Work to complete: Below is a block of data; give all of it again word for word.

(Excerpts of pointing data)
--- START ---

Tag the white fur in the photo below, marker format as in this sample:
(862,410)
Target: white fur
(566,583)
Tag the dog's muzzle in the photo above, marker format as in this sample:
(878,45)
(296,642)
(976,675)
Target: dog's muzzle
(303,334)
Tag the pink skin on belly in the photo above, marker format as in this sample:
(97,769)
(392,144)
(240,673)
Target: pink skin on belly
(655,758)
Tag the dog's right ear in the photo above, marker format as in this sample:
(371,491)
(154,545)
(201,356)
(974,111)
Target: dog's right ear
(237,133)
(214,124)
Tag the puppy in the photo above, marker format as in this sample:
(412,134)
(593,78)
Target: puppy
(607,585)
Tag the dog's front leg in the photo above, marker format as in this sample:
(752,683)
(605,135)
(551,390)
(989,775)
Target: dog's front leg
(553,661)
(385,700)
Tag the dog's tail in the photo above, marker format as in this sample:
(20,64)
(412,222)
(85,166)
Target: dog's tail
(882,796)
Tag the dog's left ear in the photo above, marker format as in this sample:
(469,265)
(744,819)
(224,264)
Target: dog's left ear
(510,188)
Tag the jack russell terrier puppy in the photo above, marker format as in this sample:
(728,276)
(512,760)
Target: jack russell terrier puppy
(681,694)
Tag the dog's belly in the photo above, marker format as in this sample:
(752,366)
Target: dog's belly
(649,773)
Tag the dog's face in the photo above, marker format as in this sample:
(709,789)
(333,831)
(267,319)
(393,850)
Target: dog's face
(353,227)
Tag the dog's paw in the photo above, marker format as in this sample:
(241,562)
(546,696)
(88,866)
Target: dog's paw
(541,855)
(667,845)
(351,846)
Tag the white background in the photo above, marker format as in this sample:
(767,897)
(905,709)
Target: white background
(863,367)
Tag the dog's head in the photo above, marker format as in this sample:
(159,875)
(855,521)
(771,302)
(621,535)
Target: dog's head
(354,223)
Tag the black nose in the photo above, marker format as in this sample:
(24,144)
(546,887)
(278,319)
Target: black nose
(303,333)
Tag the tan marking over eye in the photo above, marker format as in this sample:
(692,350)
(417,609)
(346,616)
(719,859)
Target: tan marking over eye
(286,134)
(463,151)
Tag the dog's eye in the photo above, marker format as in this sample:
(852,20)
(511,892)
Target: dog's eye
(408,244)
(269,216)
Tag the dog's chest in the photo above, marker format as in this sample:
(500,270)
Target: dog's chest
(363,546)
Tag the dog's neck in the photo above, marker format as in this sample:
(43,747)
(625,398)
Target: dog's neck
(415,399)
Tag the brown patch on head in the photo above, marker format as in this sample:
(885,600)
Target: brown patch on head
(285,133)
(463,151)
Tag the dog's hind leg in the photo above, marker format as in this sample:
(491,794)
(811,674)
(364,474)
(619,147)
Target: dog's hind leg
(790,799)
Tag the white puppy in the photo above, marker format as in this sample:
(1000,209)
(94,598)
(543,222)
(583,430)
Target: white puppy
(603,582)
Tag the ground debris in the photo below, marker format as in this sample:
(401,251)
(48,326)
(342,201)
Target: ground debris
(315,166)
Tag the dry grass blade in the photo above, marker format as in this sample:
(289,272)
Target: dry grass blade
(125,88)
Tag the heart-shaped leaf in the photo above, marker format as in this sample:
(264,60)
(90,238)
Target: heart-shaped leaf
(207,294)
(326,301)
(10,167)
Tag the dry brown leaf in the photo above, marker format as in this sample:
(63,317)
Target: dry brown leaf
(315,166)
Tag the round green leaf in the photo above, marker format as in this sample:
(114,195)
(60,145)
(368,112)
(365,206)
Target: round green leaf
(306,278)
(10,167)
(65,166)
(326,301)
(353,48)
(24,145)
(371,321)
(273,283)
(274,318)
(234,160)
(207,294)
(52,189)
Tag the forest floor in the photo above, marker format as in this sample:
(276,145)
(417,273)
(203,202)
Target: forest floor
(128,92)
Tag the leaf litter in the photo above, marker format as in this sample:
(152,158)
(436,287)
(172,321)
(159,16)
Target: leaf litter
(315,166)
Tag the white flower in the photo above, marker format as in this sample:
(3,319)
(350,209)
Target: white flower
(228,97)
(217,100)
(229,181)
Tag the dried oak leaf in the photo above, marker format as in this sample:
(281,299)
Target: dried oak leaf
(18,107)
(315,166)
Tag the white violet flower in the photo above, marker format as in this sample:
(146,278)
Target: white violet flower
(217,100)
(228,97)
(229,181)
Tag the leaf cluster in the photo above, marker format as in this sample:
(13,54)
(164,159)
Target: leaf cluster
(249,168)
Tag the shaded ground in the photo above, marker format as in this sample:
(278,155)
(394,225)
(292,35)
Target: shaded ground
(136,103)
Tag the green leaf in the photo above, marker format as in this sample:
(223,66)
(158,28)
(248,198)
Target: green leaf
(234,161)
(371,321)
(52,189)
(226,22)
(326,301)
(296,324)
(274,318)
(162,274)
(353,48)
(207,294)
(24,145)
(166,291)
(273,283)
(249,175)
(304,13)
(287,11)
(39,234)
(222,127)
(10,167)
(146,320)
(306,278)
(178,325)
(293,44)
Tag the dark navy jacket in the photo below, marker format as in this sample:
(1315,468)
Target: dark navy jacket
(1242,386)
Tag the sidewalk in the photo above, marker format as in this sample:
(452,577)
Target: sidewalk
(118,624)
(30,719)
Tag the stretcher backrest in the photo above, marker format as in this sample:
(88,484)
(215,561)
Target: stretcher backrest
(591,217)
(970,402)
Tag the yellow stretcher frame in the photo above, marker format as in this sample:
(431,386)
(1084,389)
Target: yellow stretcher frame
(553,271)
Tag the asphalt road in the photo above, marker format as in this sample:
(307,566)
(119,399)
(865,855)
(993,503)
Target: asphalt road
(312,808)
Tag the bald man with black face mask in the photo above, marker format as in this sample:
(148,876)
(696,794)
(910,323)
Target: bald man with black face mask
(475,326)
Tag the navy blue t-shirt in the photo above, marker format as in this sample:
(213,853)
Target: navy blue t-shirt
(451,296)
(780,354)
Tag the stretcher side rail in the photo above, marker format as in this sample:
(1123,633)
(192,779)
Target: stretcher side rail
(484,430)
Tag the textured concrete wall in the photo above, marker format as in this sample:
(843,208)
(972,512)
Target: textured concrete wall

--- END ---

Output:
Tag the white fur in the photo below, marker format as in this sample:
(862,410)
Target: white fur
(566,583)
Tag the dog's muzzle in the photo above, marker format as in this sample:
(878,45)
(296,642)
(976,675)
Target: dog's muzzle
(303,334)
Tag the pink skin on belly in the photo above, marker format as in this sample:
(97,769)
(392,144)
(240,673)
Target: pink skin on belly
(655,758)
Tag the dog's right ear in the photo above, marker format as in this sample:
(371,491)
(154,545)
(201,356)
(974,111)
Target: dog's right ear
(237,133)
(214,124)
Tag the puppy in the photo above, marker format as in this sample:
(412,134)
(593,78)
Target: puppy
(607,585)
Tag the dog's front leg in the photo above, marker format as in this sample:
(752,683)
(605,135)
(551,390)
(989,775)
Target: dog's front leg
(553,661)
(385,700)
Tag the dog's tail in the photo above, marker format as in this sample:
(20,64)
(412,222)
(85,166)
Target: dog's tail
(882,796)
Tag the dog's left ear in the photo above, marker format as in this sample:
(469,265)
(744,819)
(224,264)
Target: dog's left ear
(510,188)
Tag the jack russell terrier puppy in the photo above, marker format as in this sample:
(728,276)
(512,760)
Target: jack russell terrier puppy
(681,694)
Tag the dog's belly in the photo above, marker format as in this sample:
(752,366)
Target: dog's belly
(649,773)
Tag the dog's face in the photo above, marker format as in this sample:
(709,789)
(333,831)
(267,319)
(393,850)
Target: dog's face
(353,227)
Tag the dog's paw in the photo above, marker format as in this sample:
(241,562)
(546,696)
(88,866)
Target: dog's paw
(541,855)
(667,845)
(351,846)
Tag the white background in the photo above, marker format as in this sample:
(767,897)
(905,709)
Target: white background
(863,367)
Tag the dog's head in the photo above, marker format as in this sample:
(159,875)
(855,521)
(771,302)
(621,535)
Target: dog's head
(354,223)
Tag the black nose in the photo above, marker format as in this sample:
(24,144)
(546,887)
(278,319)
Target: black nose
(303,333)
Tag the tan marking over eye in the photo above, marker format as in this sample:
(692,350)
(417,609)
(346,616)
(719,859)
Target: tan marking over eye
(286,134)
(463,151)
Tag the dog's eye in the photo above, marker format as in this sample:
(852,20)
(511,892)
Target: dog's eye
(408,244)
(269,216)
Tag the dog's chest in the photo above, marker format as in this sample:
(500,270)
Target: dog's chest
(363,546)
Tag the dog's neck in the photo above, marker format as in this sample:
(43,747)
(625,398)
Target: dog's neck
(415,399)
Tag the brown patch on head in the photo above, marker format as in this sample:
(885,600)
Target: brown patch on head
(285,133)
(463,151)
Tag the dog's hind leg in the photo above, marker format as in this sample:
(491,794)
(811,674)
(364,474)
(619,147)
Target: dog's hind leg
(790,799)
Tag the white puppy in the photo above, marker format as in this sample:
(1000,209)
(94,598)
(543,222)
(583,430)
Target: white puppy
(603,582)
Tag the ground debris in the photo below, marker format as in this sample:
(401,251)
(48,326)
(342,201)
Target: ground debris
(315,166)
Tag the dry grass blade in the photo above, marker format as in this sample:
(289,272)
Target: dry grass blade
(125,88)
Tag the heart-shaped leaf in the photo above, marker format as in this sample:
(264,60)
(90,238)
Target: heart-shaped leaf
(207,294)
(326,301)
(10,167)
Tag the dry brown leaf in the photo above, marker format as in this sample:
(63,317)
Target: dry brown leaf
(315,166)
Tag the round green leaf in the photo above, marker format as in this sample:
(114,195)
(60,145)
(368,112)
(365,206)
Target: round green leaf
(306,278)
(10,167)
(65,166)
(326,301)
(353,48)
(24,145)
(371,321)
(273,283)
(274,318)
(234,160)
(207,294)
(52,189)
Tag the forest floor in the photo above, marker format as in this sample:
(276,145)
(417,273)
(203,202)
Target: forest floor
(128,92)
Tag the leaf litter in the photo above, marker format as in this sample:
(152,158)
(436,287)
(172,321)
(159,16)
Target: leaf litter
(315,166)
Tag the white flower in the photo above, marker format as in this sample:
(3,319)
(350,209)
Target: white flower
(228,97)
(217,100)
(229,181)
Tag the dried oak leaf in the photo above, marker format as in this sample:
(281,299)
Target: dried oak leaf
(18,107)
(315,166)
Tag the white violet flower in the photo above, marker format as in this sample:
(146,278)
Target: white violet flower
(217,100)
(228,97)
(229,181)
Tag the leaf cluster in the photo above, marker format as in this sample:
(13,54)
(164,159)
Target: leaf cluster
(249,168)
Tag the shaded ground in the photo above, marker format as in this sample:
(278,155)
(394,225)
(292,35)
Target: shaded ground
(136,103)
Tag the green leaf in the photo above, marker format as in this sample:
(223,66)
(158,28)
(248,198)
Target: green leaf
(234,161)
(371,321)
(52,189)
(226,22)
(326,301)
(296,324)
(274,318)
(162,274)
(353,48)
(207,294)
(24,145)
(166,291)
(273,283)
(249,175)
(304,13)
(287,11)
(39,234)
(222,127)
(10,167)
(146,320)
(306,278)
(178,325)
(293,44)
Tag the dark navy jacket in the photo below, marker format as in this sample:
(1315,468)
Target: dark navy jacket
(1242,386)
Tag the sidewalk in the photo above, marker format as in this sample:
(452,577)
Target: sidewalk
(118,624)
(30,719)
Tag the stretcher backrest in the photo above, marker format as in this sample:
(88,484)
(215,561)
Target: stretcher backrest
(591,217)
(970,402)
Tag the yellow stretcher frame in the photo above, marker format as in this sample:
(431,386)
(1084,389)
Target: yellow stretcher frame
(553,271)
Tag the asphalt road in the photo above, marker format as in this sample:
(307,566)
(119,399)
(865,855)
(993,503)
Target: asphalt road
(312,808)
Tag the bald man with black face mask in the photo above, marker format as in this sample:
(148,876)
(696,794)
(910,323)
Target: bald man with black face mask
(475,326)
Tag the navy blue t-shirt in the photo above, marker format as in this sample:
(213,853)
Target: navy blue t-shirt
(451,296)
(780,354)
Tag the stretcher side rail in the photo above, marker format as in this sample:
(1123,633)
(192,779)
Target: stretcher side rail
(484,430)
Tag the textured concrete wall in the photo above, marker format as in this sample:
(843,208)
(972,512)
Target: textured concrete wall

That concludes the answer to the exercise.